Region pointing data
>>>
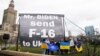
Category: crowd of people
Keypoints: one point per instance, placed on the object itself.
(64, 46)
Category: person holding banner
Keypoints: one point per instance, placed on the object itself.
(72, 45)
(78, 46)
(44, 46)
(67, 41)
(47, 41)
(52, 47)
(64, 46)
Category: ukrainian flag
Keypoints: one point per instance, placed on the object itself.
(65, 45)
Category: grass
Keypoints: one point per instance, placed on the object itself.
(27, 49)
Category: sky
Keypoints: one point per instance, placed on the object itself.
(81, 12)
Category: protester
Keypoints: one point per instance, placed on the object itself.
(47, 41)
(58, 44)
(78, 46)
(61, 49)
(53, 43)
(67, 40)
(72, 45)
(43, 46)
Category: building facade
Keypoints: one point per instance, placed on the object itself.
(9, 22)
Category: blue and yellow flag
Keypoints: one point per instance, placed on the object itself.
(65, 45)
(52, 47)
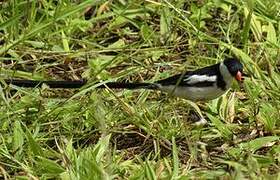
<<<
- Your objective:
Keep every word of the records above exactly, and return them with no pictures.

- Answer space:
Category: crowd of people
Keypoints: one point per instance, placed on the object itself.
(64, 46)
Category: person holding banner
Keypoints: one point per instance, placed on the object itself.
(72, 45)
(78, 46)
(44, 46)
(67, 41)
(47, 41)
(52, 47)
(64, 46)
Category: ukrainian flag
Keypoints: one point per instance, placed on the object itself.
(65, 45)
Category: grass
Keypoints: one point per instance, placed on the object itself.
(27, 49)
Category: sky
Keypoints: one point per instance, placed on the object itself.
(81, 12)
Category: protester
Keypoints: one point per instance, placed on the object itself.
(47, 41)
(58, 44)
(78, 46)
(61, 49)
(53, 43)
(67, 40)
(72, 45)
(43, 46)
Category: building facade
Keypoints: one point per instance, placed on the object itself.
(9, 22)
Category: blue and yellow flag
Keypoints: one point per instance, placed on the object itself.
(65, 45)
(52, 47)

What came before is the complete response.